— Begin QUOTED TEXT —

Higher Product Success Rates Lie in Better Volumetric Forecasting

How Well-Designed Volumetric Forecasting Can Lead You On the Path to Product Success

 

New product or service development efforts often fall short of expectations. There are volumes of information written to address this problem, ranging from doing a more effective job of listening to customers to doing a better job with marketing campaigns and implementing the latest and greatest sales techniques.

 

Is the Problem Execution or the Products Themselves?

Good strategy and execution are critical; however, maybe the questions that should be asked are, “Should I be selling this product?” or “Is there enough evidence my investment will produce the returns I will need to receive in order to bring it to market?”

Companies who have experienced higher product success rates have gating processes in place. In order for a project to move to manufacturing, it must pass through “gates.”  These gates ensure the product meets the company’s new product investment standards. The organizations that are most successful invest in primary marketing research to inform the gating process and, if the results are favorable, will run a complementary volumetric forecast to better understand revenue expectations based on a number of factors. Some of these factors are common to all volumetric forecasts; others are only relevant to a particular product.

 

Product or Service Adoption Study Results Are Not Enough

What I have found in my tenure as a primary market researcher is many companies do not run a volumetric forecast prior to product introduction, but rather rely on information from product adoption study results performed during product development. Or worse, some companies do not even perform new product or service adoption studies at all.

— End QUOTED TEXT —

## PROBLEMS AND TASKS
[A] Answer these questions about the article on volumetric forecasting, one answer per line:
(i) What must a project pass through before it can move to manufacturing?
(ii) What do the most successful organizations invest in to inform the gating process?
(iii) What do many companies rely on instead of running a volumetric forecast before product introduction?
[B] In the article on volumetric forecasting, rewrite the passage that opens with "Higher Product Success Rates Lie" and ends after "the Products Themselves?", changing "expectations" to "projections".
[C] Do these statements agree with the article on volumetric forecasting? Answer yes or no for each, quoting the words that decide it.
(i) Gates ensure a product meets the company's new product investment standards.
(ii) The most successful organizations run a volumetric forecast whatever the research results show.
(iii) Every factor in a volumetric forecast is common to all such forecasts.

— Begin MATERIAL —

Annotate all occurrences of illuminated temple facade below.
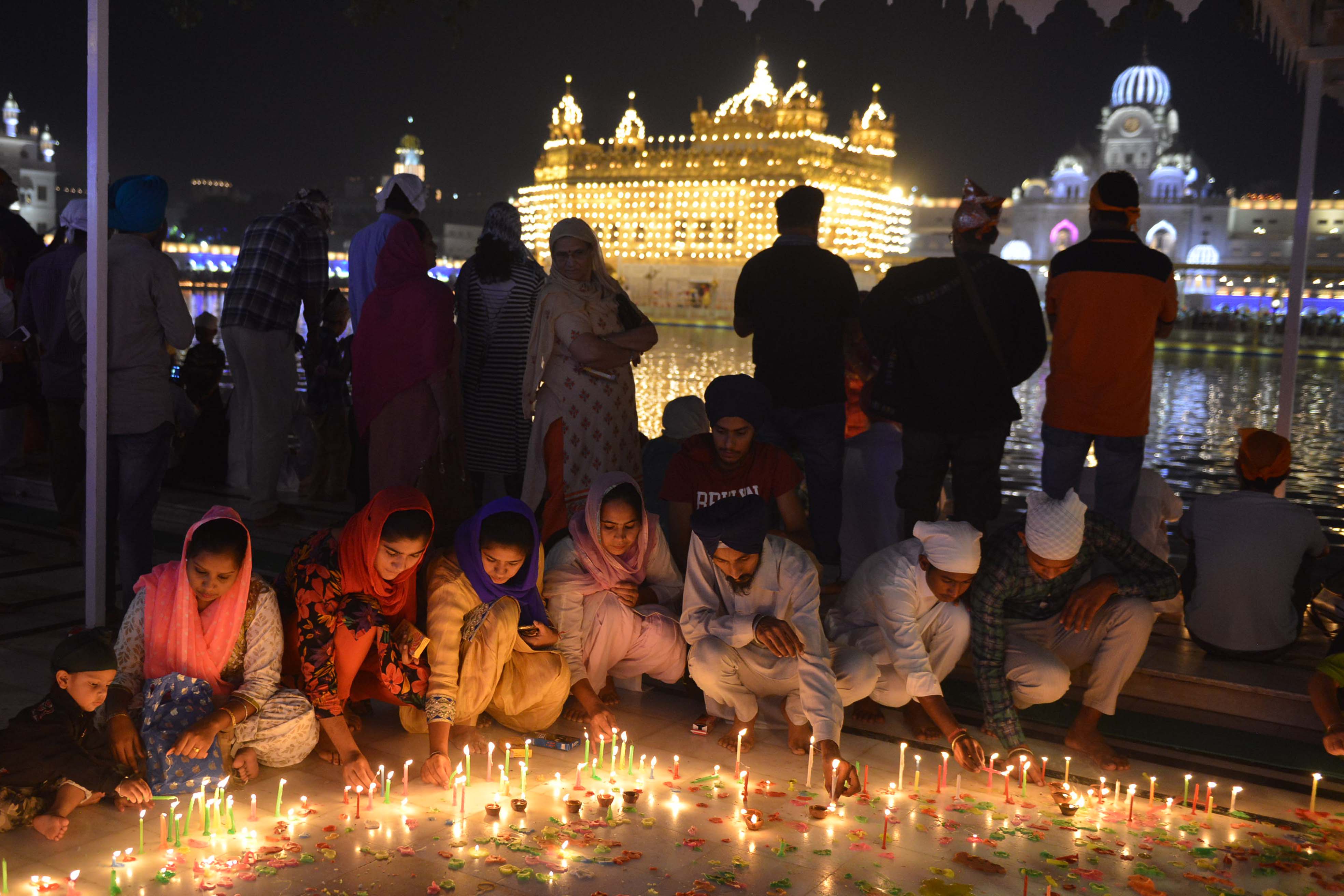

— End MATERIAL —

## EXERCISE RESULTS
[A]
(i) Gates.
(ii) Primary marketing research.
(iii) Information from product adoption study results performed during product development.

[B]
Higher Product Success Rates Lie in Better Volumetric Forecasting

How Well-Designed Volumetric Forecasting Can Lead You On the Path to Product Success

 

New product or service development efforts often fall short of projections. There are volumes of information written to address this problem, ranging from doing a more effective job of listening to customers to doing a better job with marketing campaigns and implementing the latest and greatest sales techniques.

 

Is the Problem Execution or the Products Themselves?

[C]
(i) Yes: "These gates ensure the product meets the company’s new product investment standards."
(ii) No: "if the results are favorable, will run a complementary volumetric forecast"
(iii) No: "Some of these factors are common to all volumetric forecasts; others are only relevant to a particular product."